*** Opening Data extracts ***

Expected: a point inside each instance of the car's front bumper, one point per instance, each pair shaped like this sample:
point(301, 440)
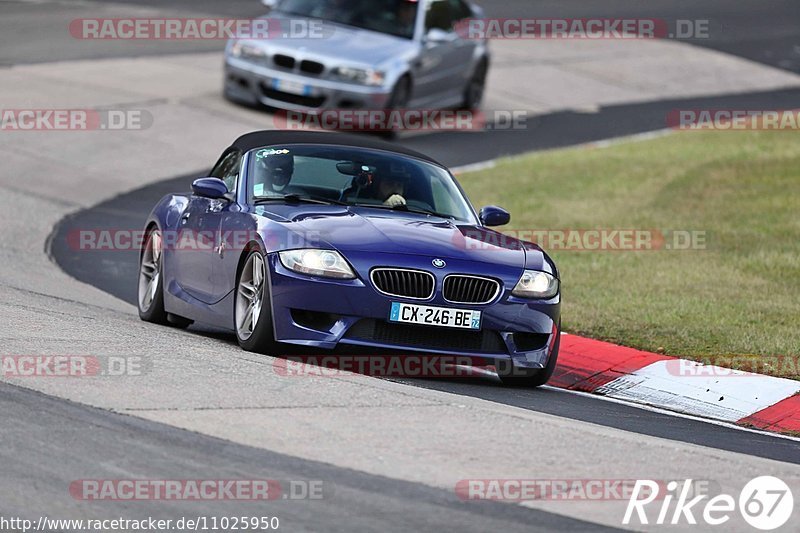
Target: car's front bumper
point(336, 313)
point(255, 84)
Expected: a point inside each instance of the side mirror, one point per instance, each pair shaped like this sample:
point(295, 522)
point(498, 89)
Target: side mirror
point(210, 188)
point(270, 4)
point(438, 36)
point(492, 215)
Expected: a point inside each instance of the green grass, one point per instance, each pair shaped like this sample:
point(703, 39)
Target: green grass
point(738, 296)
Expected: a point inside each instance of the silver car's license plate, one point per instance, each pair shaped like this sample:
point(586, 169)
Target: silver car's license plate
point(293, 87)
point(435, 316)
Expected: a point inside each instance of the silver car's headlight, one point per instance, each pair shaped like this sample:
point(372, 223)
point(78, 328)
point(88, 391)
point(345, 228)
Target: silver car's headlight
point(360, 75)
point(323, 263)
point(536, 284)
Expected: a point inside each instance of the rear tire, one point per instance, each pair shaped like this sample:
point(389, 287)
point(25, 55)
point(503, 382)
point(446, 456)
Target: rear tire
point(401, 94)
point(514, 376)
point(252, 307)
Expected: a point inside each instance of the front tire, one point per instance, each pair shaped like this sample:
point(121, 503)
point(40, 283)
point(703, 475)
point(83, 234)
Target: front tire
point(475, 89)
point(514, 376)
point(150, 297)
point(252, 309)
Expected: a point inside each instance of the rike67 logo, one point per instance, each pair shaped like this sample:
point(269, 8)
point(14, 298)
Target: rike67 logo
point(766, 503)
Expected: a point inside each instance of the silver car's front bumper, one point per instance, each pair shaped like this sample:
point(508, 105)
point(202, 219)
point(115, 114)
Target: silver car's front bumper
point(252, 83)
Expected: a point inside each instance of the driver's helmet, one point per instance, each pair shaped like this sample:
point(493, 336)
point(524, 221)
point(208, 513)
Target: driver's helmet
point(275, 166)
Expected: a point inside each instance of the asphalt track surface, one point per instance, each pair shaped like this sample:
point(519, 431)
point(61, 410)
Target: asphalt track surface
point(767, 32)
point(100, 444)
point(115, 271)
point(351, 499)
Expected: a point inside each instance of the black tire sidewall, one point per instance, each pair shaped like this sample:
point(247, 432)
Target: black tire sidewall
point(262, 339)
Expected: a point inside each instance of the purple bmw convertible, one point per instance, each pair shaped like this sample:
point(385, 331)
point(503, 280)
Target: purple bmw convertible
point(326, 240)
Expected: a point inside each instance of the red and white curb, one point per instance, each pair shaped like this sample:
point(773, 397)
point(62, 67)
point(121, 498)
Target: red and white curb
point(673, 384)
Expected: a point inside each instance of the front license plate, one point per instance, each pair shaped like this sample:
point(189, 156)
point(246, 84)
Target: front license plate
point(292, 87)
point(435, 316)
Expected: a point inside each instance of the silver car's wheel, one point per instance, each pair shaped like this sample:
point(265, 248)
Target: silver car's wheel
point(250, 296)
point(150, 272)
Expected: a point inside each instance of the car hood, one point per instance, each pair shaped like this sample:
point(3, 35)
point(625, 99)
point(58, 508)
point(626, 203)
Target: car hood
point(340, 44)
point(370, 230)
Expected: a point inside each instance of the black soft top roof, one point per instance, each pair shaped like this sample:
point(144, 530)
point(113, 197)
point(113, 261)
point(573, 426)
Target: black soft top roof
point(257, 139)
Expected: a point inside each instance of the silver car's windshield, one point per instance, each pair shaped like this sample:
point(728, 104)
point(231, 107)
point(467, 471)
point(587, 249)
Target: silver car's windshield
point(354, 176)
point(395, 17)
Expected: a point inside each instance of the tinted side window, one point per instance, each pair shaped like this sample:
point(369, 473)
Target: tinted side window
point(439, 16)
point(460, 10)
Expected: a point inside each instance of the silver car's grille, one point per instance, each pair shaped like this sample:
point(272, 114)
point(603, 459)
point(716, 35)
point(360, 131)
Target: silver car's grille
point(311, 67)
point(283, 61)
point(290, 63)
point(405, 283)
point(470, 289)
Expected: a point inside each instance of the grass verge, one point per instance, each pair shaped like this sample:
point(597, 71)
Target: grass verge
point(738, 297)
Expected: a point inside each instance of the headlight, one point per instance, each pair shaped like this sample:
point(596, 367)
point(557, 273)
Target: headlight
point(323, 263)
point(535, 284)
point(360, 75)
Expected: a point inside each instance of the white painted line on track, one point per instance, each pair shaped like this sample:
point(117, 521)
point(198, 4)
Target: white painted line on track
point(663, 411)
point(704, 390)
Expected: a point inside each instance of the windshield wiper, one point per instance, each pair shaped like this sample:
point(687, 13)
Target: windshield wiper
point(406, 209)
point(297, 198)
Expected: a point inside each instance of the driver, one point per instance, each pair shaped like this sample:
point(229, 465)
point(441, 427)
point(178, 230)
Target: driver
point(390, 188)
point(275, 169)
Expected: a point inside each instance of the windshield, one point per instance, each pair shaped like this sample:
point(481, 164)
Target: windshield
point(354, 176)
point(395, 17)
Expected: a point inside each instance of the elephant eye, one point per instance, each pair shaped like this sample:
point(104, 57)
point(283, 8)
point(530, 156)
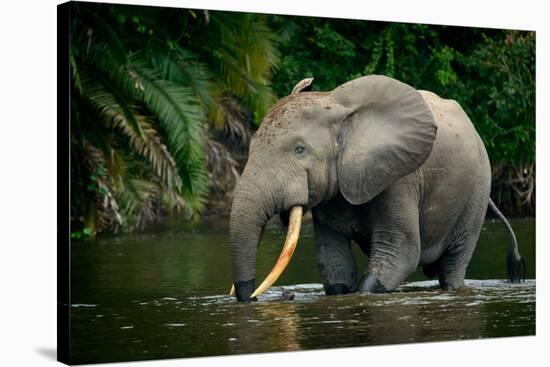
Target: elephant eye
point(299, 149)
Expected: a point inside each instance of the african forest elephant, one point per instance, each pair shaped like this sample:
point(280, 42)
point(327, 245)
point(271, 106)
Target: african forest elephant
point(403, 173)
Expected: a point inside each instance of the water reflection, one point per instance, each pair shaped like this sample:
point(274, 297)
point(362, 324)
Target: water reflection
point(163, 295)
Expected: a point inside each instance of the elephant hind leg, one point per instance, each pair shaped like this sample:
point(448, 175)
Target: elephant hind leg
point(431, 270)
point(461, 244)
point(336, 261)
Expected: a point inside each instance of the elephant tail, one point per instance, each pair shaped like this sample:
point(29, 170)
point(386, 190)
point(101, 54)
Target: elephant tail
point(515, 263)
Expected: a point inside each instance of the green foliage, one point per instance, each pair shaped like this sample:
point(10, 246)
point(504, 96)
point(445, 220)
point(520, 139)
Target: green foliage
point(489, 72)
point(148, 83)
point(152, 86)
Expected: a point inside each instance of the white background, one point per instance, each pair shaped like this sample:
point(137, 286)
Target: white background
point(28, 181)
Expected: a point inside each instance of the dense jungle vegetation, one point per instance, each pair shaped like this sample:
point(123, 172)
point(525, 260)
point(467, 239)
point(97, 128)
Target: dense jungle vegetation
point(164, 101)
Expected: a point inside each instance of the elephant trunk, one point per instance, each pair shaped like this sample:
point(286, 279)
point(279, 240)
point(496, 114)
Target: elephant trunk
point(251, 210)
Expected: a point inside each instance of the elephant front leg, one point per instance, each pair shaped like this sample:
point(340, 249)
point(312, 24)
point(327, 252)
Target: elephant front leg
point(336, 261)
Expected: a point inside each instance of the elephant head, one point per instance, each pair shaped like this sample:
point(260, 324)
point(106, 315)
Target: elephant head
point(355, 140)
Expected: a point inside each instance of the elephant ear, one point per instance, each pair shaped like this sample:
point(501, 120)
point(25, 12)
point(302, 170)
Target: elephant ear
point(302, 86)
point(388, 133)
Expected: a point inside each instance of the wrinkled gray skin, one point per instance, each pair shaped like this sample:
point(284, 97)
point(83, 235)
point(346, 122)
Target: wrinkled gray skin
point(401, 172)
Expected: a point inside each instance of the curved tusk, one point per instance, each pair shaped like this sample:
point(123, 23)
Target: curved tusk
point(294, 225)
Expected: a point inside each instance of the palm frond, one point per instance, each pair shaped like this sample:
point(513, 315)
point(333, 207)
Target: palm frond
point(122, 115)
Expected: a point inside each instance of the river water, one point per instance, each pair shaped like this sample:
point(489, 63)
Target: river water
point(163, 294)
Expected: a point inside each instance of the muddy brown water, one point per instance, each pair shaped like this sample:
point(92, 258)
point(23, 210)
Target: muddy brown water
point(163, 294)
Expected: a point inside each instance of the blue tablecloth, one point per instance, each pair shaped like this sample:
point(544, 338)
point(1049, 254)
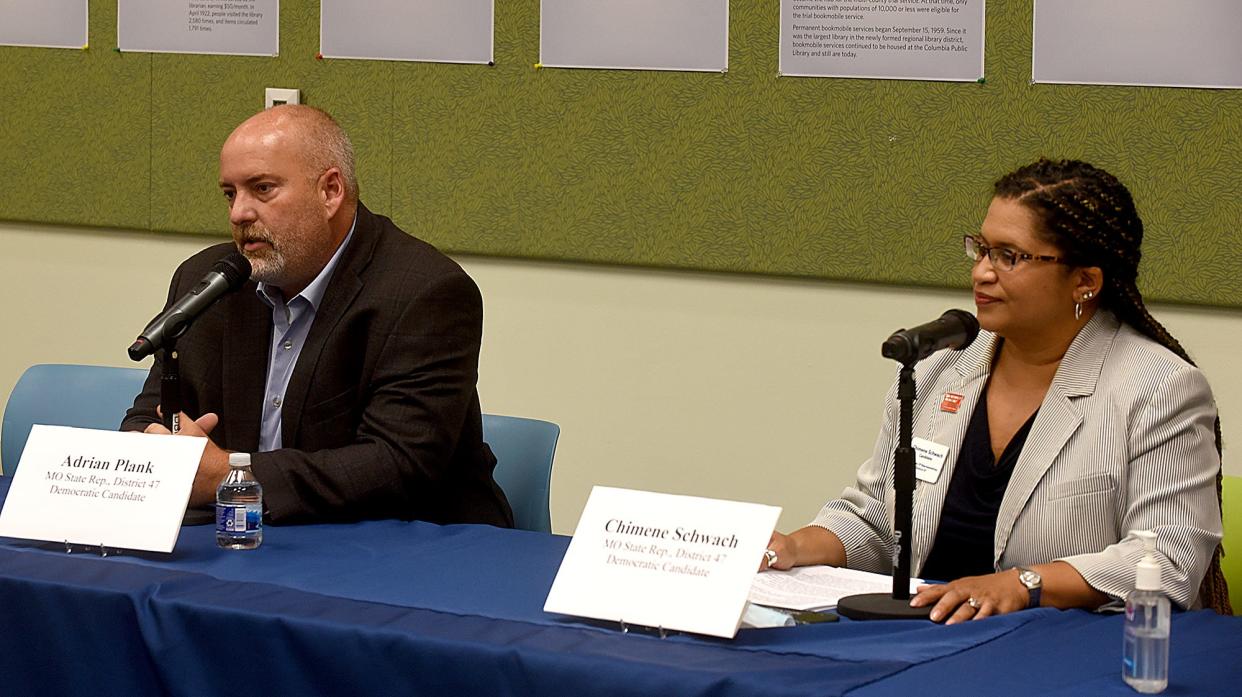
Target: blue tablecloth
point(391, 608)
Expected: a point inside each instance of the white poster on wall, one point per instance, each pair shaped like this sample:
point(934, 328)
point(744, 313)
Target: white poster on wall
point(47, 24)
point(235, 27)
point(883, 39)
point(681, 35)
point(451, 31)
point(1151, 42)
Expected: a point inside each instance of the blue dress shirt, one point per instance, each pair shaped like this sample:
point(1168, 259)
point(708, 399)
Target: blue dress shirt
point(291, 323)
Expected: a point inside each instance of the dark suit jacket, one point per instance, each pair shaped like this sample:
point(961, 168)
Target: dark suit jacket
point(381, 416)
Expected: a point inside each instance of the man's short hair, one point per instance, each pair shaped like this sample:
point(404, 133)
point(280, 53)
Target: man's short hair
point(324, 144)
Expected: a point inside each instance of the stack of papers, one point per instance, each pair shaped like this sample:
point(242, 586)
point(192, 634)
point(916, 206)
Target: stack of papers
point(816, 588)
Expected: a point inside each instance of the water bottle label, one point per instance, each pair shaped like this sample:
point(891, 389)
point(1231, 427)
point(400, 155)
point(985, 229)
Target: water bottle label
point(239, 518)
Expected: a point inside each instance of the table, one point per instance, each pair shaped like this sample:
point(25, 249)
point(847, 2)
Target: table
point(407, 608)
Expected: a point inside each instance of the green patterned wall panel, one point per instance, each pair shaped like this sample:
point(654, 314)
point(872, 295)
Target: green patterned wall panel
point(75, 132)
point(201, 98)
point(747, 172)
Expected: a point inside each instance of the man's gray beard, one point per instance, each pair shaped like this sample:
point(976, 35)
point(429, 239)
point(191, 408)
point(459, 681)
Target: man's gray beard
point(267, 267)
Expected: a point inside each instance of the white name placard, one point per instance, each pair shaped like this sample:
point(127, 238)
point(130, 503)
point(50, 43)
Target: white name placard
point(662, 560)
point(96, 487)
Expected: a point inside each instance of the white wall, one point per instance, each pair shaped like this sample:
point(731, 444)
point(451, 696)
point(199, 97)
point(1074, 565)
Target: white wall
point(719, 385)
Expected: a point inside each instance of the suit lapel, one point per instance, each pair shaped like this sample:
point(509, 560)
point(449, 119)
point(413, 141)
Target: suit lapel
point(343, 288)
point(1058, 419)
point(249, 332)
point(949, 429)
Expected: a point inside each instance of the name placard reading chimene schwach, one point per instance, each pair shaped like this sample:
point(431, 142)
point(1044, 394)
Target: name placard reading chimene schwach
point(106, 488)
point(662, 560)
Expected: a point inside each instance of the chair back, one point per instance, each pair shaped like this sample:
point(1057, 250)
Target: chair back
point(523, 449)
point(88, 396)
point(1231, 511)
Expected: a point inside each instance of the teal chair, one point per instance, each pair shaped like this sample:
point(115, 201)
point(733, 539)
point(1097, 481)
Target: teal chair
point(523, 449)
point(88, 396)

*** Closing Data extracts ***

▸ **Exercise aim**:
All lines above from the line with "point(654, 314)" through the line with "point(459, 681)", both included, are to be set down exactly, with nothing else.

▸ **Task response**:
point(654, 314)
point(872, 295)
Target: green patterned wall panel
point(75, 132)
point(201, 98)
point(747, 172)
Expected: a point inside each instance of the man's gray beard, one point per instance, each pair shaped like this sample:
point(976, 35)
point(429, 239)
point(191, 408)
point(459, 681)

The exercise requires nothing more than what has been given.